抜粋本文.
——

つまり、サッカー・ファンという看板を掲げたネオ・ナチが示威行進を始め、広場にテントを張っていた反クーデター派のグループを襲撃、そこで数人が殺され、襲われた住民は労働組合会館へ逃げ込んだのだが、その会館へ襲撃グループが放火、逃げ道を塞いで焼き殺したようだ。この間、警官は傍観していたという。
右派セクターのようなネオ・ナチはキエフのクーデターで中心的な役割を果たしたが、そうしたグループだけでなく、今年1月にはシリアで戦っていた戦闘員約350名がウクライナへ移動、アメリカの傭兵会社、アカデミ(旧社名はブラックウォーター)系列のグレイストーンに所属している戦闘員(特殊部隊員)が数百名の単位で入国、その一部はオデッサへ入ったと言われている。
治安機関や軍を掌握し切れていないクーデター政権はこうしたグループを主力とせざるをえないだろう。議会が承認した6万人規模の国家警備軍もメンバーの主体はネオ・ナチのようで、ナチスの「親衛隊」に似た存在。
ところで、オデッサは黒海に面した都市で、1905年に戦艦ポチョムキンの水兵が反乱を起こした場所としても有名。この出来事をテーマにした映画をセルゲイ・エイゼンシュテインが後に作っている。

——

課題の目的. 抜粋本文によれば、1905年にオデッサで反乱を起こしたのは誰ですか。 記録を参照する必要はありません。

——

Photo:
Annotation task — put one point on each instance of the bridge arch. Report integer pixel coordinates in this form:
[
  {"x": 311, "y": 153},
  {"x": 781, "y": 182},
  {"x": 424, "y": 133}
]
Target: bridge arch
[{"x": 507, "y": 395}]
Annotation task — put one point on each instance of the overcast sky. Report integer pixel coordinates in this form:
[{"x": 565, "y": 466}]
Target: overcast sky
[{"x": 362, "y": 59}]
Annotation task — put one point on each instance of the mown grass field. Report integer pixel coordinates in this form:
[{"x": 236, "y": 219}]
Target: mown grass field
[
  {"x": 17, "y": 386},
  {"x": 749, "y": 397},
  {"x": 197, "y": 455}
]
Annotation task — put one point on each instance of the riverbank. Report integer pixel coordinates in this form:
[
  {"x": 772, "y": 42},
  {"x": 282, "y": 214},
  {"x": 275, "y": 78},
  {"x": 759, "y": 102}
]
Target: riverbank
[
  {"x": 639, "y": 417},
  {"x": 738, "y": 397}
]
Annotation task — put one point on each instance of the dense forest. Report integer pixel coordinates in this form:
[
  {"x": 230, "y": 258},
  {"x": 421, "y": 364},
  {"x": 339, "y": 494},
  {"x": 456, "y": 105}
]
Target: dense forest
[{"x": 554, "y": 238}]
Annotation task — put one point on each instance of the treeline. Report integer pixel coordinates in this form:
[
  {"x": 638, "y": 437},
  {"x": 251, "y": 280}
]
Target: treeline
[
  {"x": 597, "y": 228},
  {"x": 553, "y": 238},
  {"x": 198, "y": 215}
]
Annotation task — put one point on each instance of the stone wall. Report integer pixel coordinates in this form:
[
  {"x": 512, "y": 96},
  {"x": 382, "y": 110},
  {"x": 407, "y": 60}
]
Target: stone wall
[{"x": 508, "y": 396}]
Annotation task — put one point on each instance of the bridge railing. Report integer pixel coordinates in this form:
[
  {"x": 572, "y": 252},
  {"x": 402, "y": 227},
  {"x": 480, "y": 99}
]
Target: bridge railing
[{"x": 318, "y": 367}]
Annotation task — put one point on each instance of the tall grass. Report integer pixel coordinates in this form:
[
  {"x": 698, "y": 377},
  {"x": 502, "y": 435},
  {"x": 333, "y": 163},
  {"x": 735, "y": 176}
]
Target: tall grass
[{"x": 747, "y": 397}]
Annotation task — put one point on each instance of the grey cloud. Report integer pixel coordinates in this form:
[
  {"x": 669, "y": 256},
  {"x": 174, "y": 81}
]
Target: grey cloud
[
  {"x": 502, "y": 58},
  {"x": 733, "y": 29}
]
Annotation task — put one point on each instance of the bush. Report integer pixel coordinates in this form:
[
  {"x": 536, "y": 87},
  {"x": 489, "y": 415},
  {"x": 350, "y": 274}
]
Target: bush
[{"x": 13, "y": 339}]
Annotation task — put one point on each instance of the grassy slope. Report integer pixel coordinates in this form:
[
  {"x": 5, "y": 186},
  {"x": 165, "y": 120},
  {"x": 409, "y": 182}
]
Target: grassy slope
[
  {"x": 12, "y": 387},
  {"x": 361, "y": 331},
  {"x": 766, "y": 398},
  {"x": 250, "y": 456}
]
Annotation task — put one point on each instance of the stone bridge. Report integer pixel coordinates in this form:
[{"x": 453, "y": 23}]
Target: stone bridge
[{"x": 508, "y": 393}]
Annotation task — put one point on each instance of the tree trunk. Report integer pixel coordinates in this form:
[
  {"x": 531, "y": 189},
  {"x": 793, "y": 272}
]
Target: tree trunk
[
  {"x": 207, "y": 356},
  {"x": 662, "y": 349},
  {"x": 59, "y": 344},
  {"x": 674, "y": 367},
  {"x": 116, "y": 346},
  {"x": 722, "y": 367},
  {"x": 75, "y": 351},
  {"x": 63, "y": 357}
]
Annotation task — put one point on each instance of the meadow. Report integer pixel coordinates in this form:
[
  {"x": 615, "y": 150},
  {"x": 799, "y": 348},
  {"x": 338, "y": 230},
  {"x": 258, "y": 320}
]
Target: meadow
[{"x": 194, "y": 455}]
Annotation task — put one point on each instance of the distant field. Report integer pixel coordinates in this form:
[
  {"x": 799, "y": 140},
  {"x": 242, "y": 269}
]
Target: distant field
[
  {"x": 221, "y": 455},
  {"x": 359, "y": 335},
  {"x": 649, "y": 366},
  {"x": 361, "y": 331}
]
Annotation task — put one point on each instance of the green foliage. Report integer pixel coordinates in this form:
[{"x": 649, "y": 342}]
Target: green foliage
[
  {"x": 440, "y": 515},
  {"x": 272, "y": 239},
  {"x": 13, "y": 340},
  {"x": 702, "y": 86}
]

——

本課題の解答. 戦艦ポチョムキンの水兵です。